Text provided:
# # # # # # #

Python Code

10 minute read

Published:

Useful import

  1. common
    # -*- coding: utf-8 -*-
    import sys
    reload(sys)
    sys.setdefaultencoding("utf-8")
    # sysmtem command
    import os
    import subprocess
    from glob import glob
    import traceback
    import pandas as pd
    import numpy as np
    import datetime
    import time
    # timezone
    import pytz 
    # SQL
    import MySQLdb as db
    # df insert/append to db
    import sqlalchemy
    # XML
    from lxml import etree
    import untangle
    # json
    import json
    # write txt with different encoding
    import codecs
    from tabulate import tabulate
    # math
    from math import sin, cos, sqrt, atan2, radians
    
  2. matplotlib
    import matplotlib.pyplot as plt
    from matplotlib import rcParams
    from matplotlib.ticker import MaxNLocator
    import matplotlib.dates as dates
    import matplotlib.ticker as ticker
    

Useful python code

Basic

  1. Path,base and suffice ref:
    • link1
    • link2
      import os
      path='/foo/bar/item.txt'
      dirname=os.path.dirname(path)

# # # # # # #

Exercises to complete:
**A)** In the Python code page, which library is imported under the alias db?
**B)** Rewrite the Python code page from "Useful python code" to "dirname=os.path.dirname(path)", switching "item.txt" to "notes.txt".

Data lines:
# # # # # # #

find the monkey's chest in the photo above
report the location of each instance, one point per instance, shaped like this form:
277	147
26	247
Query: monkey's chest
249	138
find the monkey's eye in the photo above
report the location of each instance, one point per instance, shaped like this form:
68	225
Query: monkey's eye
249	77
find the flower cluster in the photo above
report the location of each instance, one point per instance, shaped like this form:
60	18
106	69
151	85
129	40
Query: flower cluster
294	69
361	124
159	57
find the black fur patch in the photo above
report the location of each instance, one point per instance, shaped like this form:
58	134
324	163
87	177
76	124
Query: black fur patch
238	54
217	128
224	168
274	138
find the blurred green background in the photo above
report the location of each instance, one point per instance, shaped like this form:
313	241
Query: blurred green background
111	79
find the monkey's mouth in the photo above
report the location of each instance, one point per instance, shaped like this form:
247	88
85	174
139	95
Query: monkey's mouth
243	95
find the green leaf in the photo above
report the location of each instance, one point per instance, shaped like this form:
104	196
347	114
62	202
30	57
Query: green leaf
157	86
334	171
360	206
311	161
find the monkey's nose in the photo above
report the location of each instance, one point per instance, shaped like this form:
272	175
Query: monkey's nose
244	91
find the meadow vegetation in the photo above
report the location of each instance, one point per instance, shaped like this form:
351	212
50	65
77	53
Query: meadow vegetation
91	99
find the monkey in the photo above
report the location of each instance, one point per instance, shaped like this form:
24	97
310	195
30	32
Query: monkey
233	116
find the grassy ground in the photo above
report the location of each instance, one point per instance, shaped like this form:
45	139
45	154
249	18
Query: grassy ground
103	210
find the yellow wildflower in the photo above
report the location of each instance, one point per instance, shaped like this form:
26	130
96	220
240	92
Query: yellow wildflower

# # # # # # #

Exercise results:
**A)** MySQLdb

**B)**
Useful python code

Basic

  1. Path,base and suffice ref:
    • link1
    • link2
      import os
      path='/foo/bar/notes.txt'
      dirname=os.path.dirname(path)